• [Reading text]
◆ ◆ ◆

On 30 Oct 1999, Vladimir Litovka wrote:
> Vadim Vygonets <vadik@???> wrote:
>
> > How do you imagine DSN working? When you send message to
> > exim-users, say, who should return DSN where? Possible answers
> > include:
> >
> > 1. Every recipient's MTA to you. Bad, because you should not
> > know who is subscribed to the list.
> [ ... ]
> > 3. exim.org MTA to you. Useless, isn't it?
>
> There is only answer: DSN must be returned, when Exim has passed message
> to non-SMTP transport (appendfile, for example, or pipe - and it's no
> matter, what pipe does with this message, it is matter that message has
> left SMTP "zone"). So, if exim.org uses external mailing list manager,
> which receives messages from pipe, then DSN must be returned by exim.org's
> MTA to me. If exim.org uses aliases for passing message to recipients,
> then DSN must be returned by every recipient's MTA to me.
What if the recipients don't want a delivery notification sent? Who
says only the sender of a mesage gets to decide?
> Don't think about man's mailbox :-) The sender only and nobody else must
> think, what is he doing. And, of course, not author of program.

◆ ◆ ◆

• [Data provided]
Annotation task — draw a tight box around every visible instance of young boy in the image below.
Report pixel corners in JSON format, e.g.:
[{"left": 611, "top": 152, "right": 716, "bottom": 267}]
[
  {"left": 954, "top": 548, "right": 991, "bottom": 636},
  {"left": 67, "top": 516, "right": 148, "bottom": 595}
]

◆ ◆ ◆

• [Goal]
Answer the following questions using the email thread on delivery notifications.
(a) Why is it bad for every recipient's MTA to return the DSN, according to option 1?
(b) If exim.org uses aliases to pass the message to recipients, which MTA must return the DSN?
(c) According to the last reply, who alone must think about what he is doing?

• [In response]
(a) The sender should not know who is subscribed to the list.
(b) Every recipient's MTA.
(c) The sender.